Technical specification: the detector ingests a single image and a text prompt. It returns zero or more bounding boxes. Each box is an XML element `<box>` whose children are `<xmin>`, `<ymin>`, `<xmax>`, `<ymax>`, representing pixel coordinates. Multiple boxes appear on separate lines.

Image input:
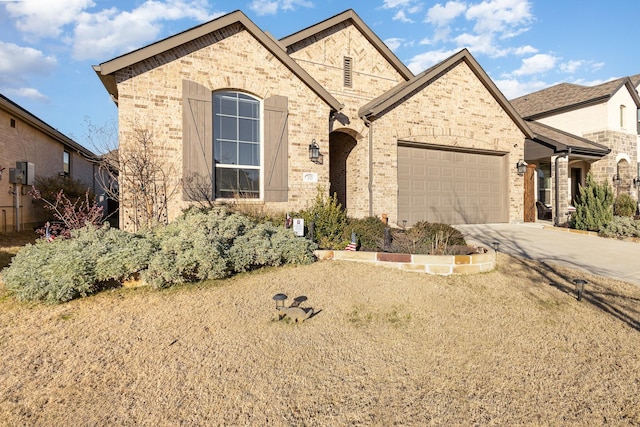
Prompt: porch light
<box><xmin>516</xmin><ymin>159</ymin><xmax>527</xmax><ymax>176</ymax></box>
<box><xmin>613</xmin><ymin>174</ymin><xmax>622</xmax><ymax>187</ymax></box>
<box><xmin>309</xmin><ymin>139</ymin><xmax>320</xmax><ymax>163</ymax></box>
<box><xmin>273</xmin><ymin>294</ymin><xmax>287</xmax><ymax>310</ymax></box>
<box><xmin>573</xmin><ymin>279</ymin><xmax>587</xmax><ymax>301</ymax></box>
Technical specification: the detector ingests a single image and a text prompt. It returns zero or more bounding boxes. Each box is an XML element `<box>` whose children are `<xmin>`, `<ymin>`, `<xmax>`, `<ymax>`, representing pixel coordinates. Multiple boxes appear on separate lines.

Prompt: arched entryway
<box><xmin>329</xmin><ymin>129</ymin><xmax>357</xmax><ymax>210</ymax></box>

What is being asked - Please format every line of the items above as a numbered list, skipping blank lines. Leave the pictures out of your answer.

Answer for the task -
1. Technical specification: the detector ingests a single image and a text prompt. It returns zero or more bounding boxes. Each box is an XML element `<box>` whose children are `<xmin>`, `<ymin>`, `<xmax>`, `<ymax>`, representing pixel coordinates. Multiple boxes appear on separate lines.
2. Image input:
3. Prompt: porch light
4. <box><xmin>516</xmin><ymin>159</ymin><xmax>527</xmax><ymax>176</ymax></box>
5. <box><xmin>613</xmin><ymin>174</ymin><xmax>622</xmax><ymax>187</ymax></box>
6. <box><xmin>309</xmin><ymin>139</ymin><xmax>320</xmax><ymax>163</ymax></box>
7. <box><xmin>273</xmin><ymin>294</ymin><xmax>287</xmax><ymax>310</ymax></box>
8. <box><xmin>573</xmin><ymin>279</ymin><xmax>587</xmax><ymax>301</ymax></box>
9. Technical specification: the detector ingests a single image and a text prompt. It returns zero or more bounding boxes. Each box is an XML element `<box>` whose children are `<xmin>`, `<ymin>`, `<xmax>`, `<ymax>`, representing pixel coordinates. Multiple boxes appear on separate lines.
10. Prompt: arched entryway
11. <box><xmin>329</xmin><ymin>129</ymin><xmax>357</xmax><ymax>210</ymax></box>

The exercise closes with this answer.